# PASSAGE SHOWN
----

Failure to meet the notification deadline does not invalidate transactions
unless the agency has obtained a contrary finding through the administrative
process.
§1.1408.License Status.
(a)
Inactivation of an Active License. A licensee may cease
operating a licensed location by giving notice of the cessation of operations
on the appropriate form not less than 10 calendar days prior to the anticipated
inactivation date and remitting the fee for license amendment. Registered
offices will be designated as closed when a license is inactivated.
(b)
Activation of an Inactive License. A licensee may activate
a license by giving notice of the intended activation on the appropriate form
not less than 10 calendar days prior to the anticipated activation date and
remitting the fee for license amendment. Registered offices must be listed
and appropriate fees paid upon activation of a license.
(c)
Expiration. A license will expire unless a fee is paid
by the due date on the license renewal form. A licensee that pays the annual
renewal and examination assessment will automatically be renewed even though
a new license may not be issued.

----

# DATA EXCERPT
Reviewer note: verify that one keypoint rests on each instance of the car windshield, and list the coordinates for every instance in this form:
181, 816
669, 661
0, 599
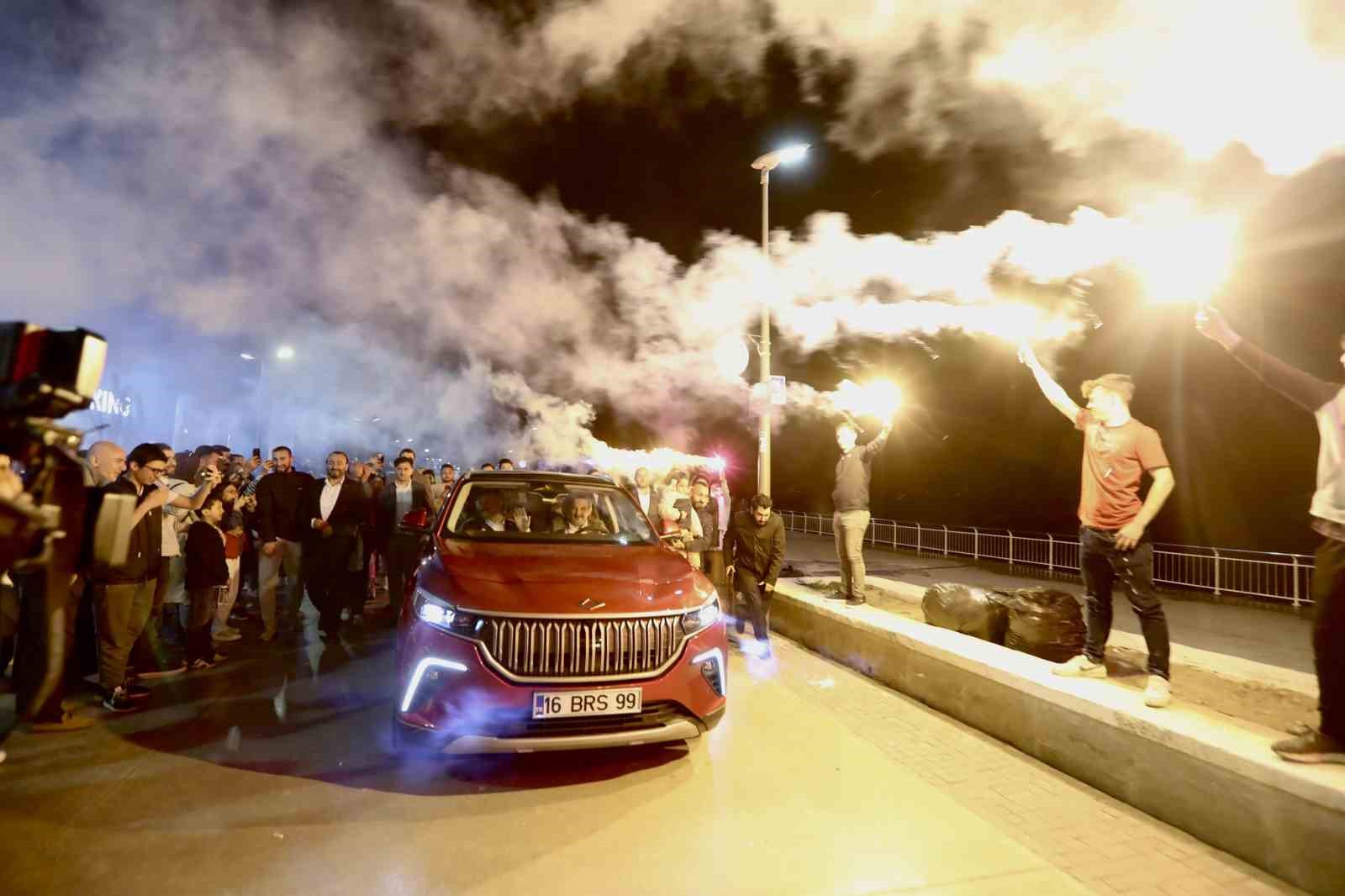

----

# GOALS
1) Reproduce everything in the license status rules from "Inactivation of an" down to "license is inactivated.".
2) Under the license status rules, what happens to registered offices when a license is inactivated?
3) Write what comes next in the license status rules, picking up after the final sentence shown.

# ANSWER LIST
1)
Inactivation of an Active License. A licensee may cease
operating a licensed location by giving notice of the cessation of operations
on the appropriate form not less than 10 calendar days prior to the anticipated
inactivation date and remitting the fee for license amendment. Registered
offices will be designated as closed when a license is inactivated.

2) They are designated as closed.

3)
§1.1409.Fees.
(a)
New Licenses.
(1)
A $100 non-refundable investigation fee is assessed each
time an application for a new license is filed.
(2)
Registered Office Fees. The fee for each registered office
is $25.
(b)
License Transfers. An applicant must pay a non-refundable
investigation fee of $100 for the transfer of a license.
(c)
Fingerprint Record Checks. The non-refundable fee to investigate
each applicant's fingerprint record is $40 per set. This fee must be paid
for each set of fingerprints filed with an application for a new license or
a license transfer.
(d)
License Amendment.
(1)
A fee of $25 must be paid each time a licensee seeks to
amend a license by rendering a license inactive, activating an inactive license,
changing the assumed name of the licensee, or relocating a licensed location.
(2)
Registered Office Amendment Fees. The fee for amending
or transferring a registered office is $10.
(e)
Annual Renewal and Examination Assessment.
(1)
An annual renewal fee is required for each licensee consisting
of:
(A)
a licensed location fee of $75;
(B)
a registered office fee of $10 per location; and
(C)
a variable fee based upon the annual dollar volume of contracts
originated or acquired during the preceding calendar year.
(2)
The maximum annual assessment for each active license shall
be no more than $250 excluding the registered office fees.
(f)
Licensed Location or Registered Office Duplicate Certificate.
The fee for a duplicate certificate is $10.
(g)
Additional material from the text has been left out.